▸ Set task a
Please print the passage of the trial ruling that begins with the words containing "1. Vetrovec Instruction" and ends with "providing a Vetrovec instruction.", copied word for word.

---- Provided text

COURT FILE NO.: CRIMJ(P)908/18
DATE: 2021 08 18
ONTARIO
SUPERIOR COURT OF JUSTICE
B E T W E E N:
HER MAJESTY THE QUEEN
R. Prihar, for the Crown
- and -
JONATHAN WILLIAMS
A. Romain and P. Kott, for Mr. Williams
Accused
HEARD: Wednesday, 16 August 2021
TRIAL RULING NO. 4 – PRE-CHARGE CONFERENCE ISSUES
PUBLICATION BAN
By court order made under subsection 486.4(1) of the Criminal Code, information that may identify the person described in this judgment as the complainant may not be published, broadcasted or transmitted in any manner. This judgment complies with this restriction so that it can be published.
Trimble J.
[1] In the pre-charge conference on 16 August 2021, the defence requested that a jury instruction be given in a number of areas which I address below.
1. Vetrovec Instruction
[2] The defence urged me to include a Vetrovec instruction for the complainant for the following reasons:
She was engaged in an illegal activity by selling sexual services for money, although she is immune from prosecution;
She lied during her evidence;
She destroyed evidence; and
There was an overwhelming number of inconsistencies in her evidence which means she is not capable of being believed.
[3] The Crown says that there is no need for a Vetrovec instruction.
[4] A trial judge has broad discretion in terms of providing a Vetrovec instruction.
[5] The Vetrovec instruction is necessary when, in all the circumstances, it is unsafe to find an accused guilty on the unsupported evidence of a witnesses or witnesses who are "unsavory", "untrustworthy", "unreliable", or "tainted".
[6] In R. v. Khela 2009 SCC 4, [2009] 1 S.C.R. 104, at para. 3, Fish J., said that the Vetrovec warning is used where there are witnesses who, because of their amoral character, criminal lifestyle, past dishonesty, or interest in the outcome of the trial cannot be trusted to tell the truth even when they have expressly undertaken to do so by their oath or affirmation. The question is not whether the trial judge personally finds a witness trustworthy, but whether there are factors which experience indicates the need to approach that witness' evidence very carefully (see: Khela, para. 35).
[7] In R. v. Y.S., 2021 ONSC 4010, LeMay J. decided that he would not issue a Vetrovec instruction because there was no evidence that the complainant was of an amoral character. She was the subject of outstanding charges for theft, failure to appear and assault. LeMay J. concluded that while there were some difficulties with her evidence, there was nothing in her history to suggest that "... she cannot, ab initio, be trusted tell the truth." She had many issues with credibility and motivation to lie. Those are factors that go to the assessment of her credibility but do not go to the question of whether her evidence should be approached with caution before the content of that evidence is even to be considered.

--------
---- Provided information

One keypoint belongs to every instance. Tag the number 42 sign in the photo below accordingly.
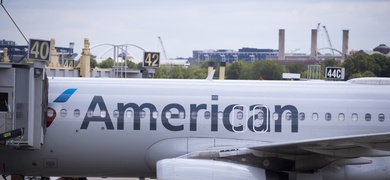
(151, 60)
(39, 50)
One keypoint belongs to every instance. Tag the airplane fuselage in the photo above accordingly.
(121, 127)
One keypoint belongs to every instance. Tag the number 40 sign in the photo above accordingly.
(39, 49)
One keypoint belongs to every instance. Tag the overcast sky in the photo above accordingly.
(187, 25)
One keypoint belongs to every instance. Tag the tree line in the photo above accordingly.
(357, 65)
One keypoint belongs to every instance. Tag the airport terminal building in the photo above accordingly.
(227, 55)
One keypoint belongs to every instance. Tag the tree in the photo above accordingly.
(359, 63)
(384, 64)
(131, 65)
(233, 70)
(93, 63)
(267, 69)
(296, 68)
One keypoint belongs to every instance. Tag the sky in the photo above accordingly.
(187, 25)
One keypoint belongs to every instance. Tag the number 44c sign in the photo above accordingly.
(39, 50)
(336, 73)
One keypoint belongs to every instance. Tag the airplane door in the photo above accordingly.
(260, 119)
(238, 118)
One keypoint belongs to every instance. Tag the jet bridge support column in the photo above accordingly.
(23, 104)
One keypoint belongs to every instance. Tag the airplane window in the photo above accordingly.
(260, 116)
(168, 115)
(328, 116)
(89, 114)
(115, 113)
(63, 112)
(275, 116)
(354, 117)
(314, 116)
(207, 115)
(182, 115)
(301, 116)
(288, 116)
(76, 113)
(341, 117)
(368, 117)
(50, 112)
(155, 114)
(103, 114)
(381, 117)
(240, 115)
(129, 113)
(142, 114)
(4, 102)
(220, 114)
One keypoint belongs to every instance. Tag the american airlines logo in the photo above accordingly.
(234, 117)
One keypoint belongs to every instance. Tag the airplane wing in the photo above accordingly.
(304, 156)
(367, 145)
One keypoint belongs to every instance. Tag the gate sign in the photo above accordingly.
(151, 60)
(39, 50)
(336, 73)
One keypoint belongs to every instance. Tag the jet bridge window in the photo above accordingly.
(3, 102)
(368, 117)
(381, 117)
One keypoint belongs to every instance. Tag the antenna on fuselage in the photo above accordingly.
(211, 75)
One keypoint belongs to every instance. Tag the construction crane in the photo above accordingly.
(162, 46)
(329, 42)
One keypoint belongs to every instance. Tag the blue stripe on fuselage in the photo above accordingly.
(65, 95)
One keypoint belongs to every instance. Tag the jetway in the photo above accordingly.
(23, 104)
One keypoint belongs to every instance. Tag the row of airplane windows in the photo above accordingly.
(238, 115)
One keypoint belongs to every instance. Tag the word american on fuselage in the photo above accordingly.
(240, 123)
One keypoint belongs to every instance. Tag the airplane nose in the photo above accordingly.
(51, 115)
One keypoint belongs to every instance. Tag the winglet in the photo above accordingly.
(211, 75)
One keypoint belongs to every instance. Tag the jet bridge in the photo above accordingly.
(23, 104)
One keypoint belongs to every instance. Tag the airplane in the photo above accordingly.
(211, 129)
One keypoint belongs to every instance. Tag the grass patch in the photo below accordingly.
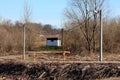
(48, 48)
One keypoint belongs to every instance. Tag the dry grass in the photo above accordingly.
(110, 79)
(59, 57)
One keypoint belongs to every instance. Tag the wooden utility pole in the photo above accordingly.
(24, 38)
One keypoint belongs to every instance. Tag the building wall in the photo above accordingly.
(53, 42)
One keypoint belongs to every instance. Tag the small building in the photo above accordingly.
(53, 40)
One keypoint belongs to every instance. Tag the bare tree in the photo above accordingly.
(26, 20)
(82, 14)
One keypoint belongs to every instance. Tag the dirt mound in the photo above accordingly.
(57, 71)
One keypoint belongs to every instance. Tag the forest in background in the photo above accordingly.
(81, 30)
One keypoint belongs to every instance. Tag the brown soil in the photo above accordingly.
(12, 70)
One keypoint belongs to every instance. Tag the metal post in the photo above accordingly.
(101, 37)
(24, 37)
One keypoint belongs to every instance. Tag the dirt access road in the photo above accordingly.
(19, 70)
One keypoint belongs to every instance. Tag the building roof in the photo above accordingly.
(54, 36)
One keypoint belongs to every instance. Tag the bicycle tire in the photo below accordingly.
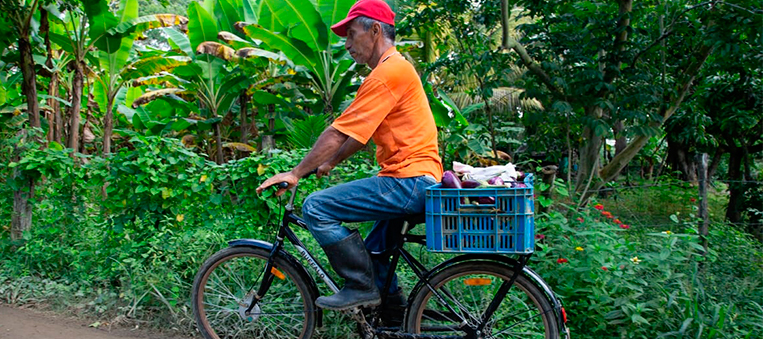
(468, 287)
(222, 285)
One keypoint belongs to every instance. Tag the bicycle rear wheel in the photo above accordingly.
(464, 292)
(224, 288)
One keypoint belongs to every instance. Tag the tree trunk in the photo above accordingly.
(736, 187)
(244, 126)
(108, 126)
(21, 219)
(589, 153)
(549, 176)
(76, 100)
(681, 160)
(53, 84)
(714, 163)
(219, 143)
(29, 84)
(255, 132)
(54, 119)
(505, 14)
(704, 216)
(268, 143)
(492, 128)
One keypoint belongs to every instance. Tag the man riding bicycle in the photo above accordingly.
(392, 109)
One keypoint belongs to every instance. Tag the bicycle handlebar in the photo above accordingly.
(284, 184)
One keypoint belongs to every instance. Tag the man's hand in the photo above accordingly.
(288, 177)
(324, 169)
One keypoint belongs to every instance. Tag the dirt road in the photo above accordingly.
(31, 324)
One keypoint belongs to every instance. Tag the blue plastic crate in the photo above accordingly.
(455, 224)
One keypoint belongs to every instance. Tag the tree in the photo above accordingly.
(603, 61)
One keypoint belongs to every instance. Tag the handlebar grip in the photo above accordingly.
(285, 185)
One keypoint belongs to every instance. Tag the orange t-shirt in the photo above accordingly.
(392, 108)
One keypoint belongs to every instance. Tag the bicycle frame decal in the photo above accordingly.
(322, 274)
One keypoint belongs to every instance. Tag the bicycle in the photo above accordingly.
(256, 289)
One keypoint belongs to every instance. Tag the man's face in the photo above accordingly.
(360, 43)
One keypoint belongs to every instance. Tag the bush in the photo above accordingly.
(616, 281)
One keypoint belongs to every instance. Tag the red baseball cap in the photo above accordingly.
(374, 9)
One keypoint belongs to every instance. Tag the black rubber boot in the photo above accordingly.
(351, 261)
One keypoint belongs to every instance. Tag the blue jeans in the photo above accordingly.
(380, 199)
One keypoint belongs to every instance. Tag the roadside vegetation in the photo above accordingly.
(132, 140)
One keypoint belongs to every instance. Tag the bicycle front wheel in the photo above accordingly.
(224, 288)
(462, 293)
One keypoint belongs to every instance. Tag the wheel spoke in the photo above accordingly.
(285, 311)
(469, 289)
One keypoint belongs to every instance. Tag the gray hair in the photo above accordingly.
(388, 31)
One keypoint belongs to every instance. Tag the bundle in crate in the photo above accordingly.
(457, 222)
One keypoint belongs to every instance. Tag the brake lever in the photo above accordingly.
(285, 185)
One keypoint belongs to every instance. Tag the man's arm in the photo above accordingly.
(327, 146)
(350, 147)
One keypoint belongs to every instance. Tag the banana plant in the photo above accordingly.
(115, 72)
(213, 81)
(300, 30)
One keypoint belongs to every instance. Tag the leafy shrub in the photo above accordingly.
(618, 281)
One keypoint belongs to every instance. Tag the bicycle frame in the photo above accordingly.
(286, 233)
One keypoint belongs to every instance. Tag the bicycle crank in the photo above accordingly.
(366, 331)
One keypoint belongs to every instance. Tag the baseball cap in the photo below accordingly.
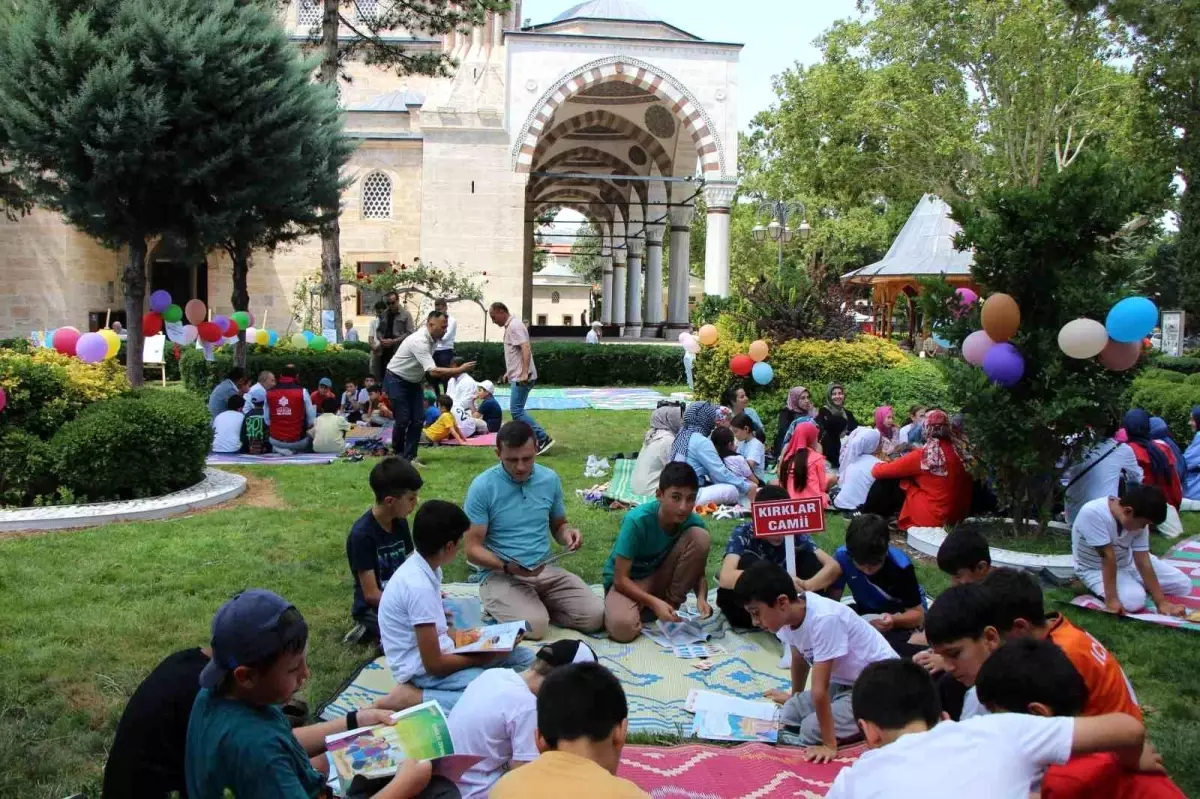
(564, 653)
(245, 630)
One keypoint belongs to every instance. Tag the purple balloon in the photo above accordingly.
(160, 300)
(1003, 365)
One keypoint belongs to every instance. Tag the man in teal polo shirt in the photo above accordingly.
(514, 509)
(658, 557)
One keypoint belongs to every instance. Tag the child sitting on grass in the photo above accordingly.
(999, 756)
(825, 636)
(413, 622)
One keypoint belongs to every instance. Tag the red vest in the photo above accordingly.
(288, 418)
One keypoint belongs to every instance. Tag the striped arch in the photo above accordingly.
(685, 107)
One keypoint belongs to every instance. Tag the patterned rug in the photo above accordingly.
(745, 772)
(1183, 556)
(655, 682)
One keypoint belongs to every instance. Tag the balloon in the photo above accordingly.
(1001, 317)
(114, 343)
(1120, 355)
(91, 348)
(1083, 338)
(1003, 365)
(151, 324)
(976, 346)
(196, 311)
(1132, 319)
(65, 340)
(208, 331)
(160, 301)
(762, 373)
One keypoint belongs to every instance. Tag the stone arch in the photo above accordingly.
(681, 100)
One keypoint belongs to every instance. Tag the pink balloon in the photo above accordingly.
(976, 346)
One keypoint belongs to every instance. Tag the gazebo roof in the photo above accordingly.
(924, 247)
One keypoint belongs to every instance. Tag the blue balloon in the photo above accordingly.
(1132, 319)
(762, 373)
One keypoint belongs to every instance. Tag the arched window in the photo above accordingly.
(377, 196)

--------
---- Provided information

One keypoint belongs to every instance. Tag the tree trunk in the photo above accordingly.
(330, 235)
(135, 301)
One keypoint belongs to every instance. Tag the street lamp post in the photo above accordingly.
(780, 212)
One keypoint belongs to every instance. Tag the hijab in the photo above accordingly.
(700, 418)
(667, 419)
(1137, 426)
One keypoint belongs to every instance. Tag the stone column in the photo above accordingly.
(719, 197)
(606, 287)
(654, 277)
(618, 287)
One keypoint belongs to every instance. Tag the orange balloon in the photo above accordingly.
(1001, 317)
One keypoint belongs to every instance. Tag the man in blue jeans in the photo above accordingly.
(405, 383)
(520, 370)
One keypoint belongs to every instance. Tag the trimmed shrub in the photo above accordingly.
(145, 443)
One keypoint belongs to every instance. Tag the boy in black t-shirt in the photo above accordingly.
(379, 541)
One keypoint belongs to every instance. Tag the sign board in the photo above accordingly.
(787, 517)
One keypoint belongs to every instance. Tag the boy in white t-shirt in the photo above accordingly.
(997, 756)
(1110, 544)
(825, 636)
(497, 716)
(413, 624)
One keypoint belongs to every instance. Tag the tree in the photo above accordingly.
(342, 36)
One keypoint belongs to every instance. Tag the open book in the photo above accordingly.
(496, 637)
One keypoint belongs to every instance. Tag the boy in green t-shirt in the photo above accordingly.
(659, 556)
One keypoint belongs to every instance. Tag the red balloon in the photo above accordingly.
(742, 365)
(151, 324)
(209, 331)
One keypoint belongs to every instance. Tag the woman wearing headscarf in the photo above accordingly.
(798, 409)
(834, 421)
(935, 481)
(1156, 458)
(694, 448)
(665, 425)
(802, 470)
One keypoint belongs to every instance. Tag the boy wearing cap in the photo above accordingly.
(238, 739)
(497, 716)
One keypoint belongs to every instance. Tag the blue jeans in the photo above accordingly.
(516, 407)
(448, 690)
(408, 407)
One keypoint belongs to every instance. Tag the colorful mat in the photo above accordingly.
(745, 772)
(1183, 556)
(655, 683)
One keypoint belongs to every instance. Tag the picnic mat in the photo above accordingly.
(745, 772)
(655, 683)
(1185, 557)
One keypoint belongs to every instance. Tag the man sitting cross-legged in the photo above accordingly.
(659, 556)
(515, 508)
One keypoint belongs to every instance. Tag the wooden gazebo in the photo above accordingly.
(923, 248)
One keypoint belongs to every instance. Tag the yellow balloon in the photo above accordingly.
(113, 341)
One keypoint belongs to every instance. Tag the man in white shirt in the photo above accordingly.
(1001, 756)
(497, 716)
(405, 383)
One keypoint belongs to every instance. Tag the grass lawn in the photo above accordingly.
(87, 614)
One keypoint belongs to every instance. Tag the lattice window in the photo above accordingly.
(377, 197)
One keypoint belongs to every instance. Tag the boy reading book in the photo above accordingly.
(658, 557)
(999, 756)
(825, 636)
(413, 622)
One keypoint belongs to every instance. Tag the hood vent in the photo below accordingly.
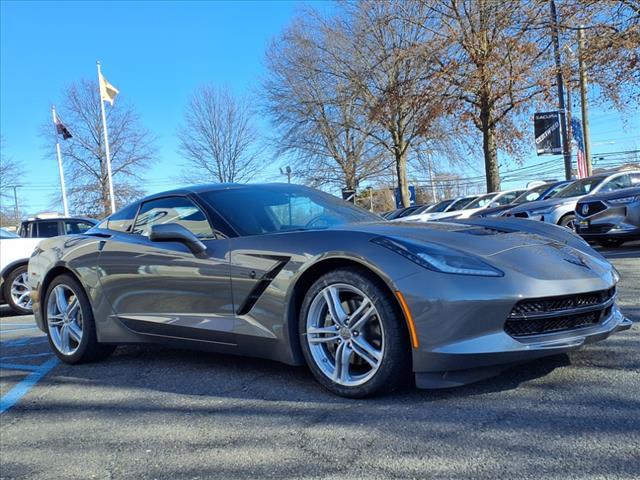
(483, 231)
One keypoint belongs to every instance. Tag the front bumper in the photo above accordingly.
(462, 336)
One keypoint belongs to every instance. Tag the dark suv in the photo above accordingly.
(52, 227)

--------

▸ Set task b
Pull out every line of the entries above that contains the word "fuselage".

▸ Reply a
1. Vetrovec Instruction
[2] The defence urged me to include a Vetrovec instruction for the complainant for the following reasons:
She was engaged in an illegal activity by selling sexual services for money, although she is immune from prosecution;
She lied during her evidence;
She destroyed evidence; and
There was an overwhelming number of inconsistencies in her evidence which means she is not capable of being believed.
[3] The Crown says that there is no need for a Vetrovec instruction.
[4] A trial judge has broad discretion in terms of providing a Vetrovec instruction.

▸ Reply b
One keypoint belongs to every instance. Tag the airplane fuselage in the photo above accordingly.
One keypoint belongs to every instance. Tag the antenna on fuselage in the photo above accordingly.
One keypoint belongs to every instance. Tag the blue stripe on fuselage in the photo above accordingly.
One keypoint belongs to every instance. Tag the word american on fuselage in the photo above accordingly.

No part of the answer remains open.